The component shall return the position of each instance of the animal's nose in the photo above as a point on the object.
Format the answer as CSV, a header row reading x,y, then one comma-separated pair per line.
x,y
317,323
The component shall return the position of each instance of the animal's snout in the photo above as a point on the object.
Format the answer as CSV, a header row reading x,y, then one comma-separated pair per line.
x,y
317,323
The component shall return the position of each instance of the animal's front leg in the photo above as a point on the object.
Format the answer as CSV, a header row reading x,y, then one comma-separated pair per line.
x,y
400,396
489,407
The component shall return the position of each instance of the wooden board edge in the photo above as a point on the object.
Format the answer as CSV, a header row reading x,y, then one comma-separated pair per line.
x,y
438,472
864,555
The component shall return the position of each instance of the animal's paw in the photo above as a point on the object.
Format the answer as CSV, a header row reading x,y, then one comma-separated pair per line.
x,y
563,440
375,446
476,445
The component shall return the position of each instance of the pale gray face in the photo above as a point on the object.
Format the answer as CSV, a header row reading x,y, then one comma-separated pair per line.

WORK INSTRUCTION | Could you give every entry again, exactly as written?

OUTPUT FOR THIS EXERCISE |
The component shall return the position of each instance of the animal's nose in the photo above as a point on the object.
Format the answer as CSV, a header row reading x,y, then one comma-separated pair per line.
x,y
317,323
The component shall return the position of each instance of the animal's snout in the photo above as a point on the object.
Format the answer as CSV, a header row reading x,y, then one comma-separated pair per line.
x,y
317,323
The component shall return the position of each instance of the animal's front leg in the photo above as a point on the object.
Format the answer as CSV, a header row reading x,y, then one comma-separated pair per line.
x,y
400,396
489,407
The component shall return the position of each instance of the wooden board edge in the photo above as a point on the object.
Format the answer as CSV, a header row reading x,y, then one comma-separated pair per line.
x,y
438,472
864,555
The component shall return the position of each instance of the animal's paw in the photo above as a point on the object.
Format the answer as CSV, a header row reading x,y, then one comma-separated pair per line.
x,y
563,440
375,446
476,445
The component shall return the position of each instance of the pale gray face in the photo above as a point on the object.
Format the answer as CSV, a header row reading x,y, then one comma-separated pair per line.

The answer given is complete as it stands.